TEXTO DE LEITURA =>
▬▬▬

Por
razões que têm a ver com a política e a economia, a divisão do
mundo entre nós e eles tornou-se muito mais profunda que a mera
organização psicológica dos casais. Ela dominou a vida social. A
maior parte de nós vive nos dias de hoje confinado ao universo do
nós - eu e meus amigos, eu e minha garota, eu e minha família - e
tem com o resto do mundo uma relação de ignorância ou hostilidade.
São eles.
Aquilo
que antigamente se chamava de vida privada tornou-se a única forma
de existência. Vamos ao futebol ou aa balada, votamos a cada dois
anos, mas vivemos a maior parte do tempo no interior da nossa bolha,
onde experimentamos solitariamente as glórias e misérias do
cotidiano. A vida pública, momento em que faríamos parte de algo
maior do que nós mesmos, não existe. Ou quase.
Nesta
semana, com as manifestações que tomaram as ruas das cidades
brasileiras, houve uma espécie de renascimento. O coletivo e o geral
atropelaram o particular. Milhares de pessoas deixaram seus problemas
pessoais na gaveta e foram marchar por questões públicas, como
cidadãos. Com esse pequeno gesto grandioso, revelaram ao país uma
forma nobre e esquecida de felicidade, a de participar.

▬▬▬

A TAREFA =>
Reescreva em forma de lista o parágrafo do texto de leitura que começa com "Nesta semana, com as manifestações", conservando seus fatos principais. O material a seguir não tem relação com o texto de leitura.

▬▬▬

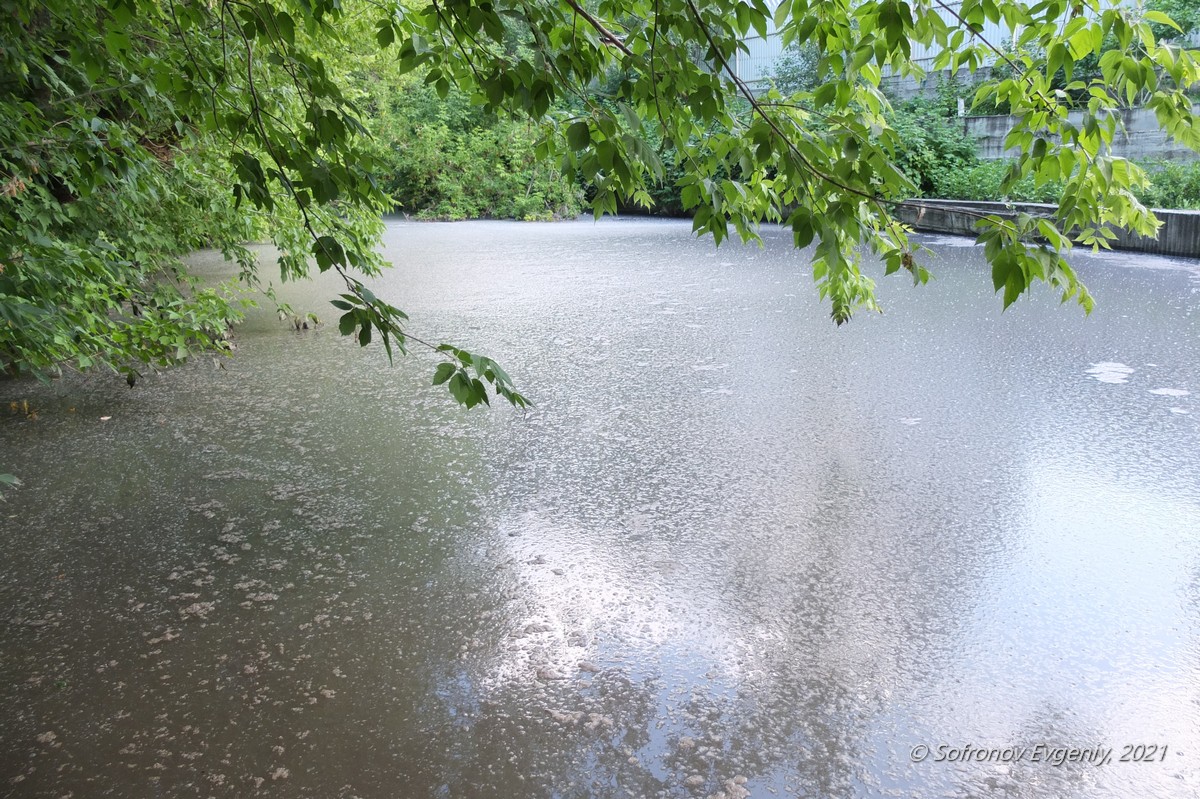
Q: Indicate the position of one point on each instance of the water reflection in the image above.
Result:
(733, 550)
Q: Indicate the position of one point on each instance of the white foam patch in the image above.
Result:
(1110, 372)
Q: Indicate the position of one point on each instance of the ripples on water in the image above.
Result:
(732, 551)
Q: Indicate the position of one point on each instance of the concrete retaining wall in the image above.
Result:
(1141, 137)
(1180, 234)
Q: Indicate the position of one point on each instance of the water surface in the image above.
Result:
(733, 550)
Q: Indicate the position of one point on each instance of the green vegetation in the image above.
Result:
(448, 158)
(1170, 185)
(132, 131)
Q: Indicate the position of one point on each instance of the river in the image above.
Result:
(732, 550)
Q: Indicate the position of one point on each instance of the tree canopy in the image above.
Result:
(133, 131)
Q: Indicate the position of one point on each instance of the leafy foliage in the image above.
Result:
(447, 158)
(132, 130)
(1170, 185)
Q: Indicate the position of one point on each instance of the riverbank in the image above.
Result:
(1180, 234)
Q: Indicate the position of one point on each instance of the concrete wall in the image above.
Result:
(1180, 234)
(1141, 137)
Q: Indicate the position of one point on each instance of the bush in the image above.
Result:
(1173, 185)
(930, 145)
(447, 158)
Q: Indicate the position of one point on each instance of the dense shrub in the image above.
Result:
(1173, 185)
(447, 158)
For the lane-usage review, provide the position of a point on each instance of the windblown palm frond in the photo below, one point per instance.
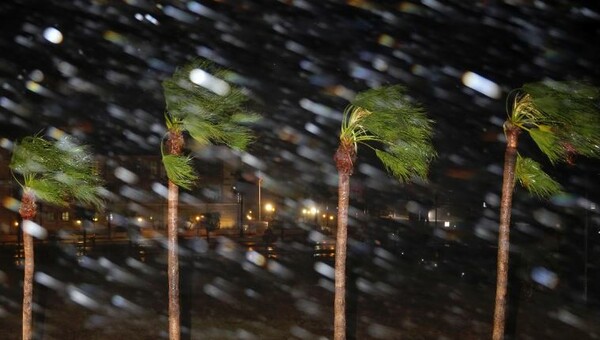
(210, 109)
(180, 171)
(57, 171)
(566, 119)
(385, 116)
(530, 174)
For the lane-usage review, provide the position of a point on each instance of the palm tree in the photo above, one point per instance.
(562, 119)
(201, 103)
(51, 172)
(400, 134)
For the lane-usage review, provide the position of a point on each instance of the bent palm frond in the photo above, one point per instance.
(530, 174)
(385, 116)
(180, 171)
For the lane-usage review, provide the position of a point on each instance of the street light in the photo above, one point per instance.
(270, 209)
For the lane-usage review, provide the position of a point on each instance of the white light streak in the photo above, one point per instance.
(53, 35)
(481, 84)
(210, 82)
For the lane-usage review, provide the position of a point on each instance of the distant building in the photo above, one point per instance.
(136, 189)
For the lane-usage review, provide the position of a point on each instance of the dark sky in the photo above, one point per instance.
(301, 61)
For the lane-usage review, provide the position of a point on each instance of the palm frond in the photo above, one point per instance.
(57, 171)
(562, 118)
(204, 113)
(548, 142)
(530, 174)
(49, 191)
(180, 171)
(396, 128)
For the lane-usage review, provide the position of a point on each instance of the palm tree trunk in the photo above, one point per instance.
(27, 211)
(510, 161)
(28, 286)
(341, 241)
(173, 262)
(175, 146)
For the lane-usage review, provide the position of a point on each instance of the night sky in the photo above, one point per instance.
(94, 69)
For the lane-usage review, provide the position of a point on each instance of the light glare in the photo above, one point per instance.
(53, 35)
(481, 84)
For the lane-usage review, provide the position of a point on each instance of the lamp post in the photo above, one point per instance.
(270, 209)
(259, 199)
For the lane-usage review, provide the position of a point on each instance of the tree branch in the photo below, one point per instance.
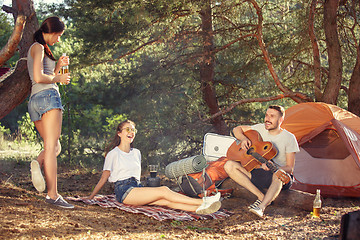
(250, 100)
(9, 49)
(299, 97)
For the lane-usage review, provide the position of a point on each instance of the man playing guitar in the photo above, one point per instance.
(260, 178)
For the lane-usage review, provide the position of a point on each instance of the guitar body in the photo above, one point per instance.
(259, 152)
(249, 162)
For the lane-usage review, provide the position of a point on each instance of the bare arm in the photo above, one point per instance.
(104, 177)
(38, 55)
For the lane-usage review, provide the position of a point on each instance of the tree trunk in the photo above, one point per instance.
(207, 65)
(15, 88)
(332, 88)
(354, 87)
(316, 52)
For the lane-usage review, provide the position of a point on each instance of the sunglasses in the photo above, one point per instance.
(129, 129)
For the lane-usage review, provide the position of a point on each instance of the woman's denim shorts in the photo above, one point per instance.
(123, 187)
(43, 102)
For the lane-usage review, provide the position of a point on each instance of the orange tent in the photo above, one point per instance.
(329, 157)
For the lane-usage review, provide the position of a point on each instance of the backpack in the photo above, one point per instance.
(208, 180)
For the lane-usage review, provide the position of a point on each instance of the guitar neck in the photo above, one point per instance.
(261, 159)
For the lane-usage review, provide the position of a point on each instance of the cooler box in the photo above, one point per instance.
(215, 146)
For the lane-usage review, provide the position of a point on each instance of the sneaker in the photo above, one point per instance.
(255, 204)
(36, 176)
(60, 202)
(209, 205)
(258, 211)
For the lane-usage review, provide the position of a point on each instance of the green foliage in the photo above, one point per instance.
(140, 60)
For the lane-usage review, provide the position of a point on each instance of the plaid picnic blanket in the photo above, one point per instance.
(157, 212)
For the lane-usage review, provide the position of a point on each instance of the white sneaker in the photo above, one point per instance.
(209, 205)
(36, 176)
(258, 211)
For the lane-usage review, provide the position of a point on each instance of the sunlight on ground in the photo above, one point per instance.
(18, 150)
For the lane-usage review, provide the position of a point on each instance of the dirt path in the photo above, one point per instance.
(25, 215)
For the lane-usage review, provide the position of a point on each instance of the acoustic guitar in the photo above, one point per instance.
(259, 152)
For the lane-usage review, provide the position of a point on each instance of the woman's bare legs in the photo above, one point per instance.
(41, 156)
(162, 196)
(49, 128)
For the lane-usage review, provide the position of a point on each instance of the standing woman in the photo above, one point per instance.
(123, 167)
(45, 106)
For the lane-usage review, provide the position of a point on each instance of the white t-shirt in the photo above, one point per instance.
(123, 165)
(284, 142)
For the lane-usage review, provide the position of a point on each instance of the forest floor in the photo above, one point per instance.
(25, 215)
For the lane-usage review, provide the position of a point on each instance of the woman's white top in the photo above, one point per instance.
(48, 67)
(123, 165)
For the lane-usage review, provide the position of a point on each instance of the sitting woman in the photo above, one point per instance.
(123, 167)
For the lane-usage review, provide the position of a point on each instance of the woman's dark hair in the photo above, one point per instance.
(116, 140)
(50, 25)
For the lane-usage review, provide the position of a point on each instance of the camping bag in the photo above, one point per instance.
(185, 166)
(205, 182)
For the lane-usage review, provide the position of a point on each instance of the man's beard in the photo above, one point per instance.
(275, 126)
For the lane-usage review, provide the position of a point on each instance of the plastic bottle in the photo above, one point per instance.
(64, 69)
(317, 204)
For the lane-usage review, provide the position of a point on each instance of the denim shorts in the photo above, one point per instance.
(263, 179)
(123, 187)
(43, 102)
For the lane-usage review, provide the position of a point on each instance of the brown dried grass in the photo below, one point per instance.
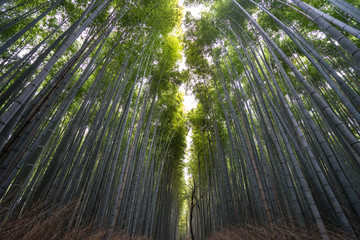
(249, 232)
(38, 224)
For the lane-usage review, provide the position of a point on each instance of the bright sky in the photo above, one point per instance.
(189, 99)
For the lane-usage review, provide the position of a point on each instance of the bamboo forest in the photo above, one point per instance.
(98, 141)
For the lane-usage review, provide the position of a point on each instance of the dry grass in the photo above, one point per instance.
(37, 224)
(249, 232)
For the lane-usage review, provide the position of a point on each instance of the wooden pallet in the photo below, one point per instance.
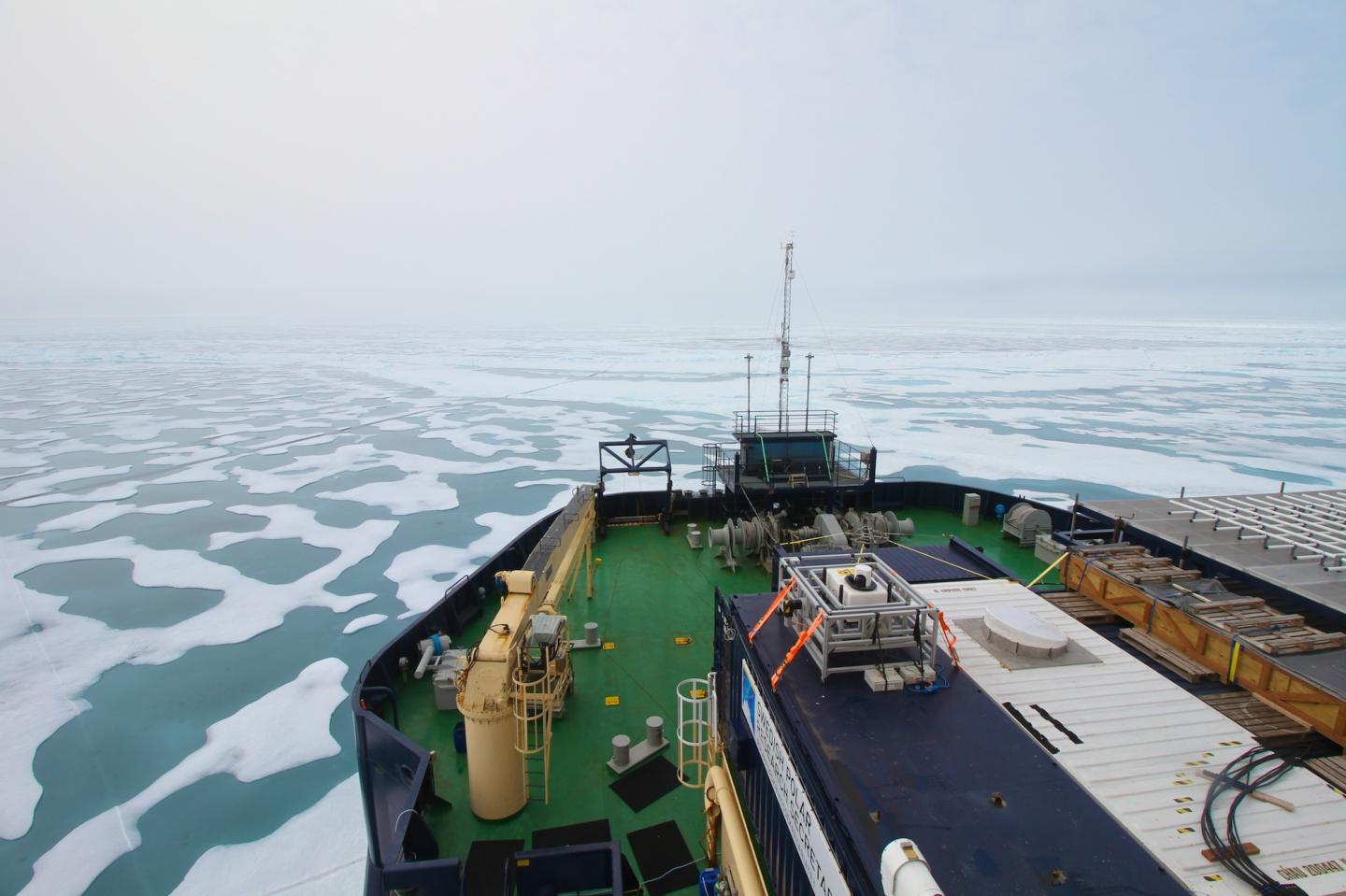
(1333, 770)
(1163, 654)
(1080, 607)
(1264, 629)
(1138, 568)
(1264, 721)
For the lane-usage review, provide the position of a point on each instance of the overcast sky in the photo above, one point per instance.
(583, 162)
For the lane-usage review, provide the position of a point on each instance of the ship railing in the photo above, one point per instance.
(777, 421)
(851, 462)
(844, 464)
(543, 550)
(860, 636)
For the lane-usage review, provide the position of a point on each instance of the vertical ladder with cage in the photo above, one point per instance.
(533, 728)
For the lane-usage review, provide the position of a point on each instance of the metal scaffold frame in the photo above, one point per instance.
(905, 620)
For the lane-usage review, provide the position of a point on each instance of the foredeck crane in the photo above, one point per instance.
(507, 701)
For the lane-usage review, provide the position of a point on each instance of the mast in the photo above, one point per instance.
(785, 338)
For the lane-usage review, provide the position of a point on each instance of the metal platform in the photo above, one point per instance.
(993, 812)
(1296, 541)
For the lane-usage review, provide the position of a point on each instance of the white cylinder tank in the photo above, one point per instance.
(905, 871)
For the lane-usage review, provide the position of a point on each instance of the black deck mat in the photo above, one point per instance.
(658, 850)
(594, 832)
(488, 862)
(646, 783)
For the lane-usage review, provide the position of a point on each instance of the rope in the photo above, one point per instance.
(771, 608)
(795, 651)
(898, 544)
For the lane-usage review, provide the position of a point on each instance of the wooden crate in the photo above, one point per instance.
(1080, 607)
(1264, 721)
(1170, 658)
(1333, 770)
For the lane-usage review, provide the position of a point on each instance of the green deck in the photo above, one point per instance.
(648, 590)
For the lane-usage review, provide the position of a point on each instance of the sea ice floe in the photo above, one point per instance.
(39, 704)
(115, 491)
(98, 514)
(363, 621)
(39, 485)
(287, 728)
(415, 571)
(394, 425)
(317, 853)
(412, 494)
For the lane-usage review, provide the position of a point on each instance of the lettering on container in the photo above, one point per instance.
(1311, 869)
(820, 862)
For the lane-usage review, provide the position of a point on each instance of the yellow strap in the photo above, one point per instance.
(1054, 564)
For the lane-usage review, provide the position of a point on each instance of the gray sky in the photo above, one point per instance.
(572, 162)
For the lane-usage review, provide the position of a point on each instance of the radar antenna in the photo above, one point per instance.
(785, 338)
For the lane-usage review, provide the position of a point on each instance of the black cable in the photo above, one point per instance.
(1228, 847)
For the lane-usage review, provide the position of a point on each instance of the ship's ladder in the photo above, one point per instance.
(533, 728)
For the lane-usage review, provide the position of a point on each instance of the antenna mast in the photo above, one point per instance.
(785, 338)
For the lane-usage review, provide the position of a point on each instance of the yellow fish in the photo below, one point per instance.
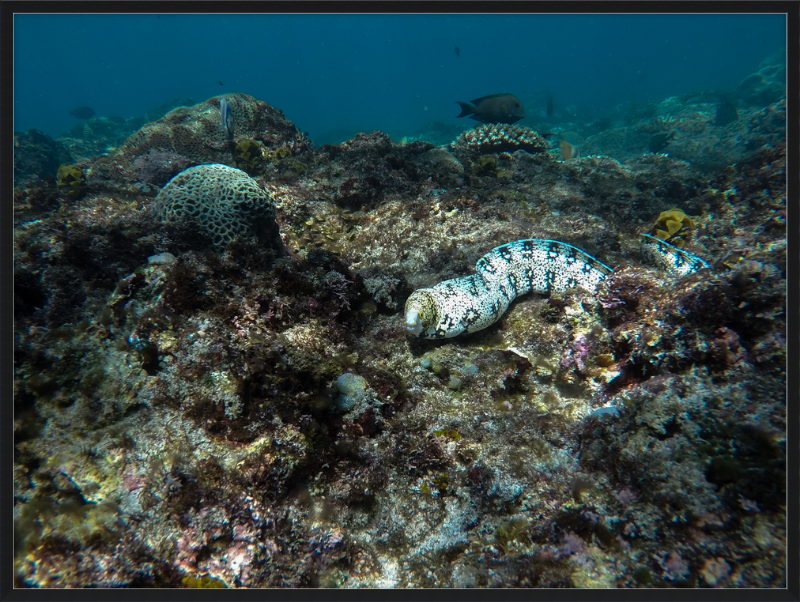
(569, 151)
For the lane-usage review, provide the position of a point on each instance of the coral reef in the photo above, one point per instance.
(244, 415)
(193, 134)
(222, 202)
(500, 138)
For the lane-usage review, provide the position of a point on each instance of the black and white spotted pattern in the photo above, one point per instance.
(670, 258)
(474, 302)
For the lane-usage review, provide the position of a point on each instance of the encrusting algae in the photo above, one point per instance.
(224, 392)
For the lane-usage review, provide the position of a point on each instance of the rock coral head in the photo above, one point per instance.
(500, 138)
(249, 155)
(673, 226)
(223, 202)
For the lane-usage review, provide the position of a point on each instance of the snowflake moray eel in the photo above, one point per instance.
(540, 265)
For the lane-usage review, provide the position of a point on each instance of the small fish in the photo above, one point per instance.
(83, 112)
(495, 108)
(570, 145)
(726, 113)
(226, 117)
(660, 141)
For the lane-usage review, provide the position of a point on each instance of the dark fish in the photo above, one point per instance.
(726, 113)
(660, 141)
(83, 112)
(226, 117)
(495, 108)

▬▬▬

RESPOSTA =>
- Nesta semana, as manifestações nas ruas das cidades brasileiras trouxeram uma espécie de renascimento.
- O coletivo e o geral se sobrepuseram ao particular.
- Milhares de pessoas deixaram de lado seus problemas pessoais e marcharam, como cidadãos, por questões públicas.
- Esse pequeno gesto grandioso revelou ao país uma forma nobre e esquecida de felicidade: a de participar.